EXTRACT PROVIDED:

====

Would be cool if they had some real money to accelerate things.

if fringe fusion could get the kind of money that rel can get we would have fusion power plants now. or you can give it to iter which makes the skylon look a lot like a much more viable goal in the short term. iter only fuses money into broken dreams.

14 hours ago, Cunjo Carl said:

Totally agreed. They did get that bit of DARPA funding for the precooler test facility in Colorado, but yeah, funding for the rest of the project would be amazing. That said, major funding from the British government would probably be difficult, and making sure it doesn't get cut the day before their first successful launch would be even harder! ... Alright, I guess I'm just salty about Black Arrow.

====

INFORMATION PROVIDED:
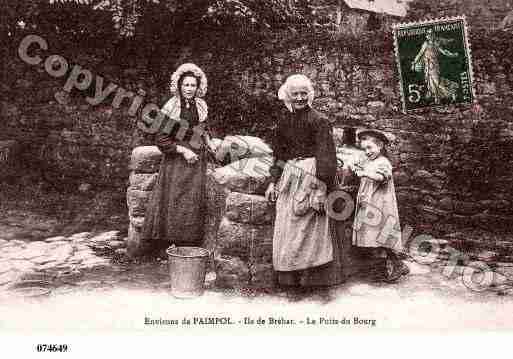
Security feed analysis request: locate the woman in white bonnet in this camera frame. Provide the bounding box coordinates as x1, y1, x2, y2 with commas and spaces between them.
266, 74, 344, 292
142, 63, 209, 255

====

DIRECTIVE 1:
In the funding discussion, rewrite the paragraph that begins "Totally agreed." as a short bulleted list that keeps its main facts.
DIRECTIVE 2:
Decide whether each statement agrees with the funding discussion. Answer yes or no, and quote the words of the text that decide it.
(a) The DARPA funding went toward a precooler test facility in Colorado.
(b) One commenter presents iter as a sound place to put fusion money.
(c) The opening comment says real money would slow things down.

COMPLETE ANSWER 1:
- They received some DARPA funding for the precooler test facility in Colorado.
- Funding for the rest of the project would be amazing.
- Major funding from the British government would probably be difficult to get.
- Keeping that funding from being cut the day before their first successful launch would be even harder.
- The writer admits to still being salty about Black Arrow.

COMPLETE ANSWER 2:
(a) Yes: "They did get that bit of DARPA funding for the precooler test facility in Colorado"
(b) No: "iter only fuses money into broken dreams."
(c) No: "Would be cool if they had some real money to accelerate things."